— Start Given text —
21. To the same effect is the judgment of a Division Bench of the Allahabad High Court in Mool Chand Mahesh Chand v. CIT [1978] 115 ITR 1, where the Allahabad High Court, upon consideration of a similar question, held that even though there was nothing in section 273A of the Income-tax Act requiring the Commissioner to give an oral hearing to the assessee before deciding the application, yet the requirement of giving a hearing flows from the principle of fairness which has to be observed in administrative as well as quasi-judicial proceedings. "Normally", it was observed "hearing" means "oral hearing" at which the party may be represented. But, in a suitable case, the "hearing" may be held on paper by permitting the person concerned to make his representation and the arguments in writing. A personal hearing, it was held, was not always a concomitant of the principles of natural justice.

22. In C. B. Gautam v. Union of India , the question that fell for consideration of the court was whether, while making a pre-emptive purchase under section 269UD of the Income-tax Act, the Revenue was obliged to grant an opportunity of being heard to the person concerned against making an order under the said provision. The court noticed that the provisions contained in Chapter XX-C of the Income-tax Act, did not carry with them any requirement of giving the concerned parties an opportunity of being heard before an order for concerned purchase of the property by the Central Government is made. Relying upon its judgment in A. K. Kraipak v. Union of India, ; Hira H. Advani v. State of Maharashtra, (sic) ; and Vayyapuri Kuppusami v. State Maharashtra, (sic) , the apex court held that the courts have generally read into the provisions of the relevant sections the requirement of giving a reasonable opportunity of being heard before passing an order which would have an adverse civil consequence for the parties affected. The court accordingly read into the provisions of Chapter XX-C of the Act, the requirement of affording to the intending purchaser and the intending seller a reasonable opportunity of showing cause against the making of an order for compulsory purchase.
— End Given text —
* Stated goal 1
Format the lines of the listing from the line containing "In the photo above, where can the green shrub" through the line containing "point(506, 225)", inclusive, as a Markdown table with the columns Row and Line, numbering each row and leaving out blank lines.
— Start Data in this exercise —
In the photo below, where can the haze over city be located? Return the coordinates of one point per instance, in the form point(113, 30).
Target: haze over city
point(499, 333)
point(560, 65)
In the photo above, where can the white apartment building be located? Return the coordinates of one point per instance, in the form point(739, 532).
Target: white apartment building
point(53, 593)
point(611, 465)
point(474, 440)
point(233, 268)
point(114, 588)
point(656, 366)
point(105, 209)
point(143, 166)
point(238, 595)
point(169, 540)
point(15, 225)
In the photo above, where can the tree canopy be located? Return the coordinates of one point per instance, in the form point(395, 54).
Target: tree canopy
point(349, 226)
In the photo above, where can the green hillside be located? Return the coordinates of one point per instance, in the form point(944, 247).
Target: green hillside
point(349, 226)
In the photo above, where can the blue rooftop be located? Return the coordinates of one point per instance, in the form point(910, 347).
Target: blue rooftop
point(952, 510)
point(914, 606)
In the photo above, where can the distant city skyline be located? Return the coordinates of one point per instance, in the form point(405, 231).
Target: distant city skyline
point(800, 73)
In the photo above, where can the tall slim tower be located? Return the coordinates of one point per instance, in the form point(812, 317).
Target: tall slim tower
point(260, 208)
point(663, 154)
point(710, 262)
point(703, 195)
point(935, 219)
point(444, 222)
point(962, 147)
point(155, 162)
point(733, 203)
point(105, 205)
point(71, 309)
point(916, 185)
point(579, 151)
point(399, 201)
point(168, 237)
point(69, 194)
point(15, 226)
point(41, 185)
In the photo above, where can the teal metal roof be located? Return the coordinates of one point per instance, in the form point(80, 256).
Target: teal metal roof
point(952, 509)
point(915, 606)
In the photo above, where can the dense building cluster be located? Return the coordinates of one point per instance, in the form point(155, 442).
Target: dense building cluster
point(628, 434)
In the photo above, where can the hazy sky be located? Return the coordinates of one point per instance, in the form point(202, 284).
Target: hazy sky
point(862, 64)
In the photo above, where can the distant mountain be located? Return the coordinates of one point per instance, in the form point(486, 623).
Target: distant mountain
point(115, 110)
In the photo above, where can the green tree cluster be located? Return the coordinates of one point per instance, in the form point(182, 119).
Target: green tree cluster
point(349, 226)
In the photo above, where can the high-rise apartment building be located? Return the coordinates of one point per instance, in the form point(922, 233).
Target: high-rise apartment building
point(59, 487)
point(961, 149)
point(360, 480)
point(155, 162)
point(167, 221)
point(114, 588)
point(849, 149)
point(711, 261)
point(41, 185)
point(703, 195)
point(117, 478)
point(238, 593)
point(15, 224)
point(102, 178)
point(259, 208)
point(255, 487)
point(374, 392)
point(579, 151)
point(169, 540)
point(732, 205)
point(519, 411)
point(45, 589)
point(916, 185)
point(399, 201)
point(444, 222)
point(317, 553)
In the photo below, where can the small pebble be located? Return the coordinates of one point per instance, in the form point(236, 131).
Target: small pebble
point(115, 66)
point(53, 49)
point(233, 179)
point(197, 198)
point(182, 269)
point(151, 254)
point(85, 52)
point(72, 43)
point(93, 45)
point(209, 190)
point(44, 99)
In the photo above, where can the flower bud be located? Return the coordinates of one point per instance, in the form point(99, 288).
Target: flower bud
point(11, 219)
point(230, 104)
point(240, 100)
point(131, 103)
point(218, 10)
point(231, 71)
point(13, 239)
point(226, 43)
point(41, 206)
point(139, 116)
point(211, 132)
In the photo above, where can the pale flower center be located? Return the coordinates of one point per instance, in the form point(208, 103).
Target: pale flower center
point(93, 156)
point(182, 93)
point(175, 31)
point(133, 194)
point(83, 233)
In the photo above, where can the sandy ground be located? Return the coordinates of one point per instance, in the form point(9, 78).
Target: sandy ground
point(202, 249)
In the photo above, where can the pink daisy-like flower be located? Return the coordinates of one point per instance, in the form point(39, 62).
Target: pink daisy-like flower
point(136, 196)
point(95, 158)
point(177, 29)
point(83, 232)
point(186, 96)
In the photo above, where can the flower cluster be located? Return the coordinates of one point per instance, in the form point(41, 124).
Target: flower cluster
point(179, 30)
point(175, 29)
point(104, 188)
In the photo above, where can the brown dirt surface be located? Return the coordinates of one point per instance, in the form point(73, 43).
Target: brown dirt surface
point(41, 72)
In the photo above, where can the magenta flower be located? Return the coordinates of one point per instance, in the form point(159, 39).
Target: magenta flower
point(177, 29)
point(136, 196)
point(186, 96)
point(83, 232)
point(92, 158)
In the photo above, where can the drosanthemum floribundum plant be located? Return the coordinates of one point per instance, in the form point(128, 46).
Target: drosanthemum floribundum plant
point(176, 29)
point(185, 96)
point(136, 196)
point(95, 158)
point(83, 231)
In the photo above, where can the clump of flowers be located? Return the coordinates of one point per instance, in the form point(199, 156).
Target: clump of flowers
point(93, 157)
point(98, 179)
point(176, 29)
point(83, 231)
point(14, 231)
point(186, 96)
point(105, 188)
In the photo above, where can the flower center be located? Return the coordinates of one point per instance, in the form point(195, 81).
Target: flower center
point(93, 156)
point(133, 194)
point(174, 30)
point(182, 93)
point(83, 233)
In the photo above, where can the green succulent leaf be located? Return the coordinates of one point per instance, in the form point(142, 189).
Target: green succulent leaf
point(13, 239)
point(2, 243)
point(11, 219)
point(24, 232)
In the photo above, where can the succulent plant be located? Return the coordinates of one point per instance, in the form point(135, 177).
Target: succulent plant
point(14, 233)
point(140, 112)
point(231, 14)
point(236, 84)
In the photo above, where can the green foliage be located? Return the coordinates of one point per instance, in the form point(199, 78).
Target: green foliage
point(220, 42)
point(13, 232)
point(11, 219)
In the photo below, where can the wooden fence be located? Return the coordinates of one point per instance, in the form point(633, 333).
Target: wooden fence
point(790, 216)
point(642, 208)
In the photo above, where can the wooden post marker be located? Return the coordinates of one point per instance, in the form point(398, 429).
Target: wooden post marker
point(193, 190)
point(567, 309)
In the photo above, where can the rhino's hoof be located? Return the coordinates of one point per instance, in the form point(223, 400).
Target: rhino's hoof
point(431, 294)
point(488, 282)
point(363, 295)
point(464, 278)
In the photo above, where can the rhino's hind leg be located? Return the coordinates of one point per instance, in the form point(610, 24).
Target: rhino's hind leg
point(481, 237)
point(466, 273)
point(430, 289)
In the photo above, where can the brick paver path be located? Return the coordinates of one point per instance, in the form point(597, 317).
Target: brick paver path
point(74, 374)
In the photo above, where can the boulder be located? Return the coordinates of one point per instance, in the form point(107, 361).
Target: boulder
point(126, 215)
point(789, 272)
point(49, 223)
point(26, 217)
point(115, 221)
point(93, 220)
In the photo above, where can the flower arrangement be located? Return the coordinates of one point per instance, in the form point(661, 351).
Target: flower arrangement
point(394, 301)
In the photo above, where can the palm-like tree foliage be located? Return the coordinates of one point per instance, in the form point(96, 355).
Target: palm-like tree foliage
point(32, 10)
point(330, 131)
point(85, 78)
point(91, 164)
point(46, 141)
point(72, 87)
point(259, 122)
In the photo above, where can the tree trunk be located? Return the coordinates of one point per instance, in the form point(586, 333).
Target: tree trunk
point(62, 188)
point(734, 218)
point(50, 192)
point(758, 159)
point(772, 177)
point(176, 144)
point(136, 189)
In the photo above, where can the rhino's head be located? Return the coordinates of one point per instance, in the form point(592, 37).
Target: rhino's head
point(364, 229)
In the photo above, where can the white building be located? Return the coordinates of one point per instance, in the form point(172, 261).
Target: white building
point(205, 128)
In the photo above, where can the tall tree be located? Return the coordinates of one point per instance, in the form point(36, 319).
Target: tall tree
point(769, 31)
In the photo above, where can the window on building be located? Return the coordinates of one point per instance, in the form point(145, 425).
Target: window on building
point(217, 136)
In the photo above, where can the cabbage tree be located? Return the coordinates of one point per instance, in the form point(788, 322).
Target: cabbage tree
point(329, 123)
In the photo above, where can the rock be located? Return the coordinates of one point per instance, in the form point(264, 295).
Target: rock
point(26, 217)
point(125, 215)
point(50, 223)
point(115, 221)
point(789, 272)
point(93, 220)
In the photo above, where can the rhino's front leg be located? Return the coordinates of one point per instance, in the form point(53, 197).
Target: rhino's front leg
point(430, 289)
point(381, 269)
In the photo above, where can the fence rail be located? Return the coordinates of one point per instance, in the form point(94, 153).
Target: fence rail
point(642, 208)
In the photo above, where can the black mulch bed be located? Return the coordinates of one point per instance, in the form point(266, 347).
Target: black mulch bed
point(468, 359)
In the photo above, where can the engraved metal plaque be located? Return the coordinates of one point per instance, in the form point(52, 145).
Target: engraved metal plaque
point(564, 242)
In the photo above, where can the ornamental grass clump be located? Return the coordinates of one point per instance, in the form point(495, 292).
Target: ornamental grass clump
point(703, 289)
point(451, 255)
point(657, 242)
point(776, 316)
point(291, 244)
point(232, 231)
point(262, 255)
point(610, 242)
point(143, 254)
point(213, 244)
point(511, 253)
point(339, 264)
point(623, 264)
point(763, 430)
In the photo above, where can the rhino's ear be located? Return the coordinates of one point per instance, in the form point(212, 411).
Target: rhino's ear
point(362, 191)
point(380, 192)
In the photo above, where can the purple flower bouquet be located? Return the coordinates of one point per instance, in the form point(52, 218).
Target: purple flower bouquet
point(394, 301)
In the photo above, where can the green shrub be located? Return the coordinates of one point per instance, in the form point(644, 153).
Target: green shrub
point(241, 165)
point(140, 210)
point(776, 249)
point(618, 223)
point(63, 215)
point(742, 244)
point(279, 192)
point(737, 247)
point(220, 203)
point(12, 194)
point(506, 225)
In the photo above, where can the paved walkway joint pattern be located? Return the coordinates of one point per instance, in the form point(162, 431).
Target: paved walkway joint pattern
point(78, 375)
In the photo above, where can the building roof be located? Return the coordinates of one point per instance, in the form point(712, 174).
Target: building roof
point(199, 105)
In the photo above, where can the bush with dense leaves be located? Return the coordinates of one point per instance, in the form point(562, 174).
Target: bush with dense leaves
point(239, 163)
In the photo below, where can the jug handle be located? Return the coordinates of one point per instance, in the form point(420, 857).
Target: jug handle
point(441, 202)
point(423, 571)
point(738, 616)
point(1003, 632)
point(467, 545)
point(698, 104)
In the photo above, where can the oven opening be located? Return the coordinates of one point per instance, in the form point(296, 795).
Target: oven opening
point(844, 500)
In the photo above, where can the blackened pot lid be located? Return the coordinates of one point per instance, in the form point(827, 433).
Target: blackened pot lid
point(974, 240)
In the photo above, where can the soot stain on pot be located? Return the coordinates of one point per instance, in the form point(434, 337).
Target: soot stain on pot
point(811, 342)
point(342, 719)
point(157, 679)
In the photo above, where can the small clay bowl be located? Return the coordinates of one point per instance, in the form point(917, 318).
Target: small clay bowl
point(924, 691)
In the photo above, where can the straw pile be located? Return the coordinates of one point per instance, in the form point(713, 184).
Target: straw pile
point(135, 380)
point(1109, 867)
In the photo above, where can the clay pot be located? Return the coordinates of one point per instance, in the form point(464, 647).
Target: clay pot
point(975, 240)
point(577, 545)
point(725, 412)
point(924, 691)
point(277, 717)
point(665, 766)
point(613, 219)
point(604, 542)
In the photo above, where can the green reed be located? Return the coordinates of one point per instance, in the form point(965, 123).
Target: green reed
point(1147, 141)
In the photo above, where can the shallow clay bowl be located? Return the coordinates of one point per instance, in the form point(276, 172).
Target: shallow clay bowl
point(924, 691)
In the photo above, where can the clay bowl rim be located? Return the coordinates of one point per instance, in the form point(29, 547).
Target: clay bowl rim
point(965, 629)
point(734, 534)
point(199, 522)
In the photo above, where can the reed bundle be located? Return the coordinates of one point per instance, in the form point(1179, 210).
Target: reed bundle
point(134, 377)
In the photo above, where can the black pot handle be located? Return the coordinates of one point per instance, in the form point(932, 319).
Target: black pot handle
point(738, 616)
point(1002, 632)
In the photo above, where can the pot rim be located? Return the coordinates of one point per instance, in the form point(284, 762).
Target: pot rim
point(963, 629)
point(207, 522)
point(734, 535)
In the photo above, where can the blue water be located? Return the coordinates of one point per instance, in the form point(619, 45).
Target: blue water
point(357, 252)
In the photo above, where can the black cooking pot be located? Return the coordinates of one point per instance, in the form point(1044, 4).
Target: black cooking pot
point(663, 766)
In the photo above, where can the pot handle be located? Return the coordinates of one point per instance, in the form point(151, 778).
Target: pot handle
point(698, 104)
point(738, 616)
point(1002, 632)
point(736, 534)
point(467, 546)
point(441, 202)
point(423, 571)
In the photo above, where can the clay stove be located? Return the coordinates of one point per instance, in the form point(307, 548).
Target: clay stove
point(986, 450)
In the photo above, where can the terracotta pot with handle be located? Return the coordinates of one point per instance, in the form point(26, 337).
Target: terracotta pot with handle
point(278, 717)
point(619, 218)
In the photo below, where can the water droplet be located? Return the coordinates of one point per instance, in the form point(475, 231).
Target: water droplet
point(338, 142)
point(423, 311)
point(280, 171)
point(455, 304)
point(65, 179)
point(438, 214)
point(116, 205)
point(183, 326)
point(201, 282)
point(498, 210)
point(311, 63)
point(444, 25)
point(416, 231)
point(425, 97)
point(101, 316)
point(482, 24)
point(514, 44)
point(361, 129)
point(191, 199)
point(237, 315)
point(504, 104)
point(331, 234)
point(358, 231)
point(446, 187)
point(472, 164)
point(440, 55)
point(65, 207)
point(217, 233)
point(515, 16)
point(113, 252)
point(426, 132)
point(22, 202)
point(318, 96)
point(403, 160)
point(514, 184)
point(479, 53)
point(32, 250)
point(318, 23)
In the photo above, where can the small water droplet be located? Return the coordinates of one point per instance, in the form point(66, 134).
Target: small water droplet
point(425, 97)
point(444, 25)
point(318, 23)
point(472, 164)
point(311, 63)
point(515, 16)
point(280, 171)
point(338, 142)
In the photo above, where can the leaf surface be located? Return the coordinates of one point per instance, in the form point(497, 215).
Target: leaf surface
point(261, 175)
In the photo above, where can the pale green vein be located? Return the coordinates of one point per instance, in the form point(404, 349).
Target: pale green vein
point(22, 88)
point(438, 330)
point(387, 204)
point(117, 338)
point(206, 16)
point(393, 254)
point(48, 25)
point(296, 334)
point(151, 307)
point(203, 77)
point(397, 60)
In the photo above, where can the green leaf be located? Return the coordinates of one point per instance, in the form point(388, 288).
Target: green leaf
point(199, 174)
— End Data in this exercise —
* Stated goal 2
Name every court case cited in the excerpt on hearings under the Income-tax Act.

* Written response 1
| Row | Line |
|---|---|
| 1 | In the photo above, where can the green shrub be located? Return the coordinates of one point per instance, in the form point(644, 153). |
| 2 | Target: green shrub |
| 3 | point(241, 165) |
| 4 | point(140, 210) |
| 5 | point(776, 249) |
| 6 | point(618, 223) |
| 7 | point(63, 215) |
| 8 | point(742, 244) |
| 9 | point(279, 192) |
| 10 | point(737, 247) |
| 11 | point(220, 203) |
| 12 | point(12, 194) |
| 13 | point(506, 225) |

* Written response 2
- Mool Chand Mahesh Chand v. CIT
- C. B. Gautam v. Union of India
- A. K. Kraipak v. Union of India
- Hira H. Advani v. State of Maharashtra
- Vayyapuri Kuppusami v. State Maharashtra